- Task item
Each line in the records below, from the one that contains "Where can the blazer collar" to the one that contains "Where can the blue drink", should be reproduced exactly, the first and last included.

Natural-language object grounding data
====================
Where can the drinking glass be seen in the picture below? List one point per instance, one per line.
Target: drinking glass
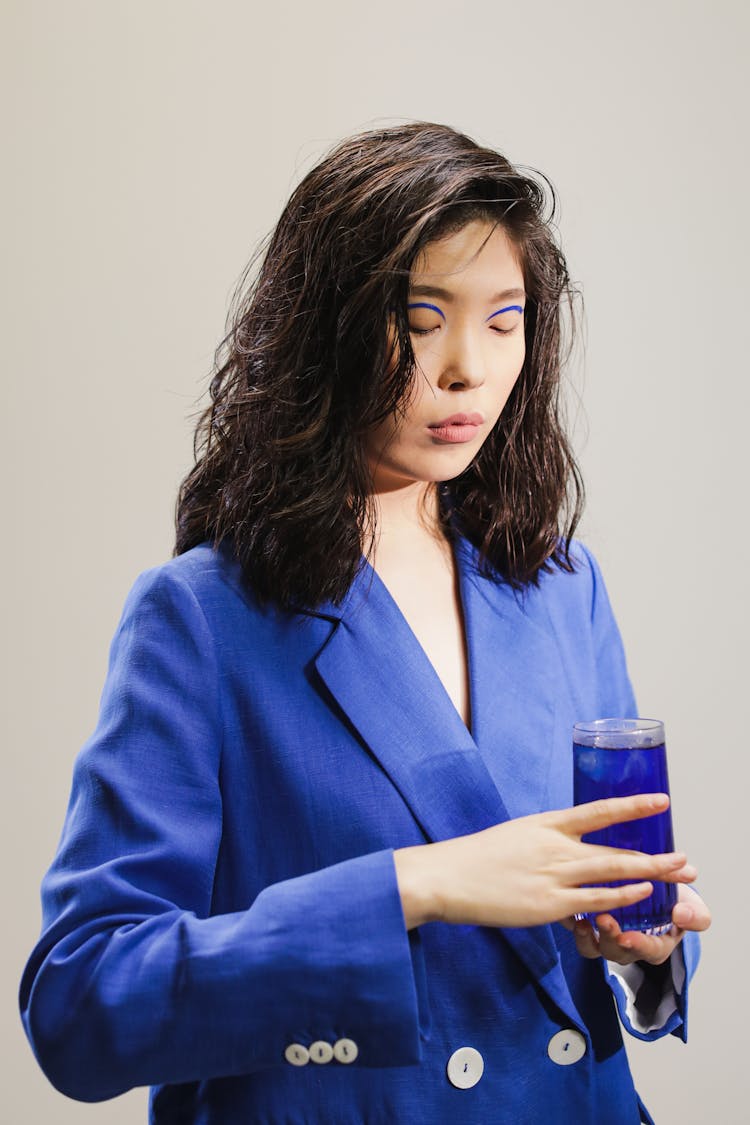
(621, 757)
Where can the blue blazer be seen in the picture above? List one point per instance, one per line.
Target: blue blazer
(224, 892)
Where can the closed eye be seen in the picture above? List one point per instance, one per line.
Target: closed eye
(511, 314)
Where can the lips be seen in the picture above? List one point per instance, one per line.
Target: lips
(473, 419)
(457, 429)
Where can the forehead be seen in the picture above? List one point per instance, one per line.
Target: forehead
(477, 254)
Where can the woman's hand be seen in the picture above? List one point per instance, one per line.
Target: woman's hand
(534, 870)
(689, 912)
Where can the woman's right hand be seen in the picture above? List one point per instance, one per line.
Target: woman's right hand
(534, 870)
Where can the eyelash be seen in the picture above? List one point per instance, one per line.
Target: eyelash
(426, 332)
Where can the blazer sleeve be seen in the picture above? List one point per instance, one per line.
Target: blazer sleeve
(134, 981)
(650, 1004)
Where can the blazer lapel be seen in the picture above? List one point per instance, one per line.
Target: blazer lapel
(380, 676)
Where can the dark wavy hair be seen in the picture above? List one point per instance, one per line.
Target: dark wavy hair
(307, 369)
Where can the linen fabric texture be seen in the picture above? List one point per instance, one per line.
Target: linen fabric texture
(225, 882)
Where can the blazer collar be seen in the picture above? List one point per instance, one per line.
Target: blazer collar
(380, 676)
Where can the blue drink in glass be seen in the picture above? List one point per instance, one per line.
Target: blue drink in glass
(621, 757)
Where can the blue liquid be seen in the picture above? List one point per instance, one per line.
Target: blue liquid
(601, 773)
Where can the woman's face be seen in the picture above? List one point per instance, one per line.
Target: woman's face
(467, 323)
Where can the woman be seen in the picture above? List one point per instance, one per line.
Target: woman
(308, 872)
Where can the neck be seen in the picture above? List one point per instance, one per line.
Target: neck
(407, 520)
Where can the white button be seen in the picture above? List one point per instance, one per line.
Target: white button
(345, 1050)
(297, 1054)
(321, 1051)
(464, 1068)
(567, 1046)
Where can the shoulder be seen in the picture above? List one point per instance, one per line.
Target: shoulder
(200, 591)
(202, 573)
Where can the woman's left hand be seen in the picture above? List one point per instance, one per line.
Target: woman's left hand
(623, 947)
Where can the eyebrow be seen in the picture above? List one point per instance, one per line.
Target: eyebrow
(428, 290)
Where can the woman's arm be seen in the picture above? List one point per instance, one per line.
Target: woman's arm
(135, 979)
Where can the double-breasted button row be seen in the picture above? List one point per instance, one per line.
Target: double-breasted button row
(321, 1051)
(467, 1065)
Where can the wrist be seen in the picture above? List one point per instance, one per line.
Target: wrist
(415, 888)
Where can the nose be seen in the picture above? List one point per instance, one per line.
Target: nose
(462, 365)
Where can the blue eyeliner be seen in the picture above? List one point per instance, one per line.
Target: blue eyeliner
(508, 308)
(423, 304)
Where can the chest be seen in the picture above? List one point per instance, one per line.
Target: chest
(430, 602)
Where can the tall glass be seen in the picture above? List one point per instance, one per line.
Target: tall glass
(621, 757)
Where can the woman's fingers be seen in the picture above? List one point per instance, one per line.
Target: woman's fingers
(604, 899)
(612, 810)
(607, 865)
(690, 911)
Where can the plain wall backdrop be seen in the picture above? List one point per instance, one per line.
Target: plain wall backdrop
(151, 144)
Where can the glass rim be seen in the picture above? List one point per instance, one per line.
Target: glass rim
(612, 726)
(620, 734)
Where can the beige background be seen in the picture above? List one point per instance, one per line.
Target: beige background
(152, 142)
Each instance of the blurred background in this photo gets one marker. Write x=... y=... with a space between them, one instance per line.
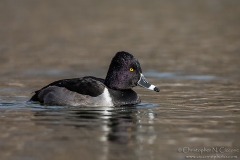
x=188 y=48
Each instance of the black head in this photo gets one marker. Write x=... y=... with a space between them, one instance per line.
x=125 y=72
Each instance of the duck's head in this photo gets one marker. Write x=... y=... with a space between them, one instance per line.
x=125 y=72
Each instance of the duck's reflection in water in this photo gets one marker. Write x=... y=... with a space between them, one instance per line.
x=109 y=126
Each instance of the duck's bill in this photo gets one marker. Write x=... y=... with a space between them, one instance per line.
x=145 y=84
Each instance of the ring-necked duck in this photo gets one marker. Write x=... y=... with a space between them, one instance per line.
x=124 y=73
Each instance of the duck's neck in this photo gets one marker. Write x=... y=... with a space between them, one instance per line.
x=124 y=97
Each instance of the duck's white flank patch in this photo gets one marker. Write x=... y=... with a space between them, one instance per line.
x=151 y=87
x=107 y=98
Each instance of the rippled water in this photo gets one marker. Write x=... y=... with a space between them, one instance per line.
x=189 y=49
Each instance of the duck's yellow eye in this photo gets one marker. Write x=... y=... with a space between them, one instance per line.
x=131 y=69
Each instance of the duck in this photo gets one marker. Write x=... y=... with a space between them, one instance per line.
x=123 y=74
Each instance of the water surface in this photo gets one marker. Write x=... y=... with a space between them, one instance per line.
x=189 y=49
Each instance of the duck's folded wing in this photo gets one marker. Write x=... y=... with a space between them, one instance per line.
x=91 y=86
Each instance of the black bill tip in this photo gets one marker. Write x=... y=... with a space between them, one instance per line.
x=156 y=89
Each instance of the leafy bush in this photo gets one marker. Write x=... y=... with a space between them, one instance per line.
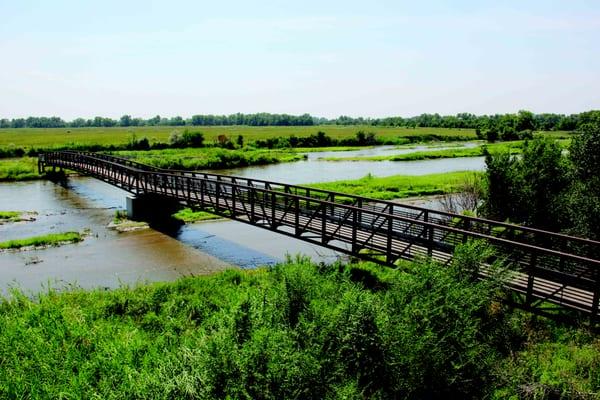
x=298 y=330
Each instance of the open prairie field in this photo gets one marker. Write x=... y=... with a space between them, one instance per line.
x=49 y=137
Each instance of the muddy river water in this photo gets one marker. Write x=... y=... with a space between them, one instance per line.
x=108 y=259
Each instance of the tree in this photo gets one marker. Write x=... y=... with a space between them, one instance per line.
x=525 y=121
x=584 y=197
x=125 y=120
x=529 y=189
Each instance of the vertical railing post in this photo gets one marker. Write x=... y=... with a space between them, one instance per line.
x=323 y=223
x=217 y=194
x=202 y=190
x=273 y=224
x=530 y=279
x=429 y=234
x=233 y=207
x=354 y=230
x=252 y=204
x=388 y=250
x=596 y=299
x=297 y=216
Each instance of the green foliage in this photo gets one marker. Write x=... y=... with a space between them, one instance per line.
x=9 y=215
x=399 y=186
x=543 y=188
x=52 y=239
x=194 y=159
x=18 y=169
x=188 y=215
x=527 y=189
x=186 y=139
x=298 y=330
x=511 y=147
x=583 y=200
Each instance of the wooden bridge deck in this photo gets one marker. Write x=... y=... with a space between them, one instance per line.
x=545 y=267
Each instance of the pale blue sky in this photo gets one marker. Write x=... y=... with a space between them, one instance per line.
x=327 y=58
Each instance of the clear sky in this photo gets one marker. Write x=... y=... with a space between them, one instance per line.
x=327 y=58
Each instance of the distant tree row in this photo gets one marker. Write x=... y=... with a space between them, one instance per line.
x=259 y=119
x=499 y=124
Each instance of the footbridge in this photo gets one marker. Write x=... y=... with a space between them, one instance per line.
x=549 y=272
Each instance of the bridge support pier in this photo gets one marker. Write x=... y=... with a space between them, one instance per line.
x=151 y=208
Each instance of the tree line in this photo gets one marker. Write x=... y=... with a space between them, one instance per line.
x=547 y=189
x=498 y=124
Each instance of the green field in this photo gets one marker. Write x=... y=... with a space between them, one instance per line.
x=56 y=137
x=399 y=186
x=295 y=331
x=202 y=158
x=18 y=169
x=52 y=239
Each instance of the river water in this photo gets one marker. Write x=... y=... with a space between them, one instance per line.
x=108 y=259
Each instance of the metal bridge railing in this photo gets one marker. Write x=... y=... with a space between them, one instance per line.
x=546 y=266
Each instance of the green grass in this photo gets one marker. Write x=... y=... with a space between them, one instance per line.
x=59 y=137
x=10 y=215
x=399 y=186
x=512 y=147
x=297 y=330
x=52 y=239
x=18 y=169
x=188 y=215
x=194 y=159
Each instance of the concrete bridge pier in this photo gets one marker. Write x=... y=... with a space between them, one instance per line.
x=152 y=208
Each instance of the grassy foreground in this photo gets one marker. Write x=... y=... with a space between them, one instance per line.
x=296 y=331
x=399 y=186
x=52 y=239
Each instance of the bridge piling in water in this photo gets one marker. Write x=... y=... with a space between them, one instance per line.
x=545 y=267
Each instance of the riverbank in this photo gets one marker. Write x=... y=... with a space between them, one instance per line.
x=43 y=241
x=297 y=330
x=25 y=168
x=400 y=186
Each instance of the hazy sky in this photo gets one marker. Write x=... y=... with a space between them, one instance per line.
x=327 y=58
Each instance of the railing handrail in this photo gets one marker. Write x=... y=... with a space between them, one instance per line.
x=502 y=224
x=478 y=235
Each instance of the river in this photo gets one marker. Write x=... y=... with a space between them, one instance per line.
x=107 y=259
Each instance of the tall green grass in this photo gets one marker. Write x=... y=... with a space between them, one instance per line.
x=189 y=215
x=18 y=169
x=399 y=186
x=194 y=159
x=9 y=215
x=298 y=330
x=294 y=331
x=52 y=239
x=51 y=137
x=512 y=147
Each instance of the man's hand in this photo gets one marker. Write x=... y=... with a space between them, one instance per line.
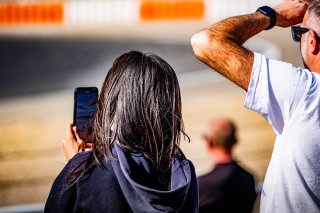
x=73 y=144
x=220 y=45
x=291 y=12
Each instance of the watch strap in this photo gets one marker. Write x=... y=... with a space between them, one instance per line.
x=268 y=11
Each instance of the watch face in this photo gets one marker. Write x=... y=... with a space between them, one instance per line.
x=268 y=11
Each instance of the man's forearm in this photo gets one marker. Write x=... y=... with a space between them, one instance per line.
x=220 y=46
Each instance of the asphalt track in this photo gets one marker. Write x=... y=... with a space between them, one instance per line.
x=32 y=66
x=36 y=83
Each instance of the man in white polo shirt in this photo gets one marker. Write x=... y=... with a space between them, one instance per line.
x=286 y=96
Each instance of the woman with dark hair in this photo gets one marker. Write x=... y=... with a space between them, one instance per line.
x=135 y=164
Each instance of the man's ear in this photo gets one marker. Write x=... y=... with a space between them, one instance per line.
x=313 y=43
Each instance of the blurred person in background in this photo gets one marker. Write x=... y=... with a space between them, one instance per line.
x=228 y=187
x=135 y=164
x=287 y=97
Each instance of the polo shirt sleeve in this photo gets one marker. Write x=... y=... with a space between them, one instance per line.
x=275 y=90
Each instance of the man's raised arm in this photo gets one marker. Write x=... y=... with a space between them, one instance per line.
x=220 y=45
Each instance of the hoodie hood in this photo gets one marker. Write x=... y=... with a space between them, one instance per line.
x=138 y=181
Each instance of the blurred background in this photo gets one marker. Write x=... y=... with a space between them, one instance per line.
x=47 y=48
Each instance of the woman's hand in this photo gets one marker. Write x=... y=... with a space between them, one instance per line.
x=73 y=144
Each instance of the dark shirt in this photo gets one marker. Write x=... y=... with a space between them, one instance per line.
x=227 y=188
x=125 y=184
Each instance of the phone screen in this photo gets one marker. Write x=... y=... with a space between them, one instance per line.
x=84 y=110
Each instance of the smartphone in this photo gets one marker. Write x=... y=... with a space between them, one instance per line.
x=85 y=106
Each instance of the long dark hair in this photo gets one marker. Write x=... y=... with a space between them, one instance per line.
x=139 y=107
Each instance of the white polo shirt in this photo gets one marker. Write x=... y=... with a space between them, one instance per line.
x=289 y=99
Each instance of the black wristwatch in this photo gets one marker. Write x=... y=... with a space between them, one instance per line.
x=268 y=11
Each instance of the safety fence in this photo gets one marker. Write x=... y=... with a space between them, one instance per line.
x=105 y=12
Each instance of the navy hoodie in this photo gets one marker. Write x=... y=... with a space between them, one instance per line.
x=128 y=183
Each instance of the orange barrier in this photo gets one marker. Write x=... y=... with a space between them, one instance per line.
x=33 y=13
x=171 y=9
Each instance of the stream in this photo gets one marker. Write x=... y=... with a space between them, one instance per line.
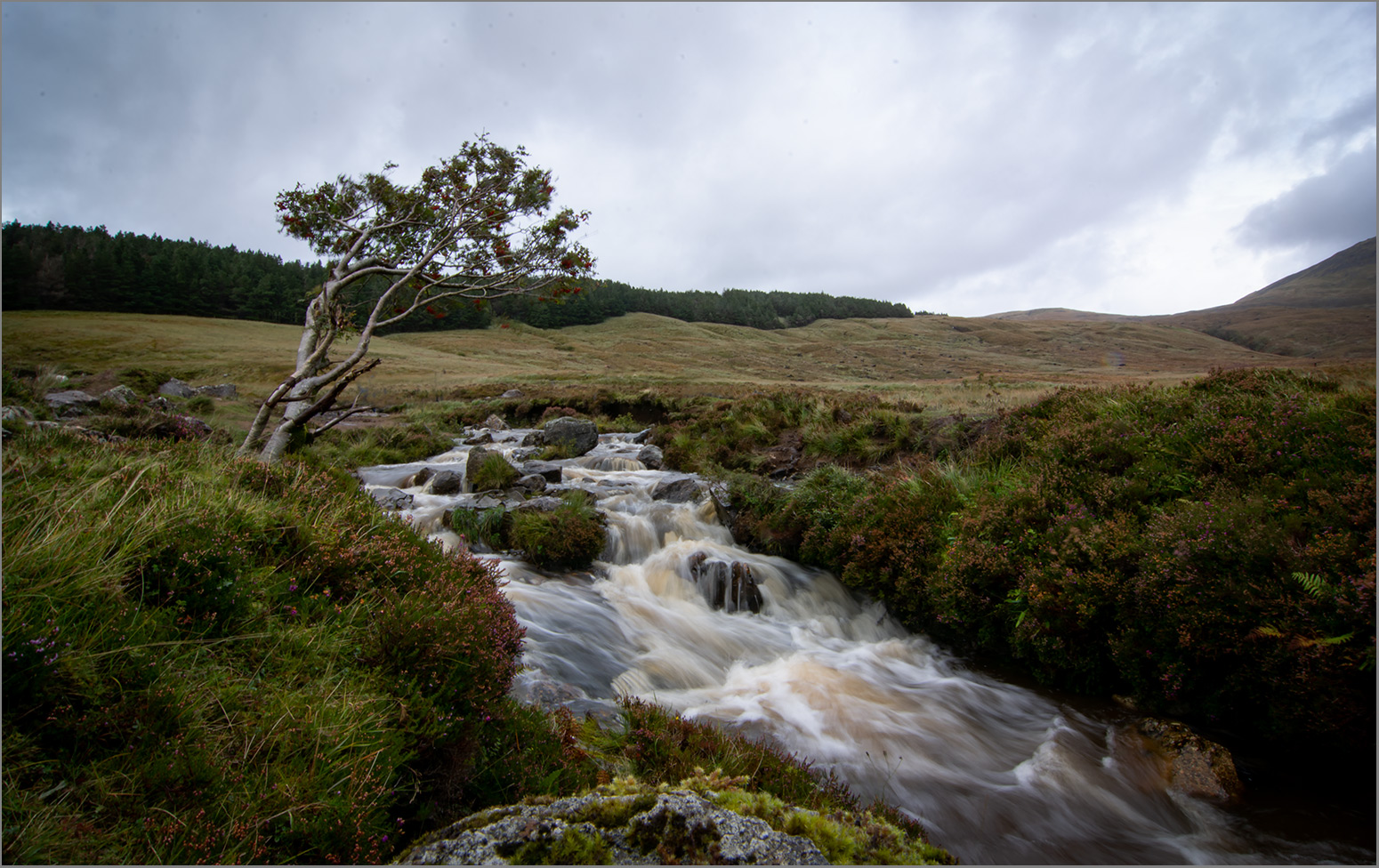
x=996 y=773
====================
- Answer space
Where can the blazer collar be seen in the picture above? List one point per instance, one per line.
Target: blazer collar
(380, 676)
Where can the blue drink in glass be seen in the picture above? List one point per instance, one per line.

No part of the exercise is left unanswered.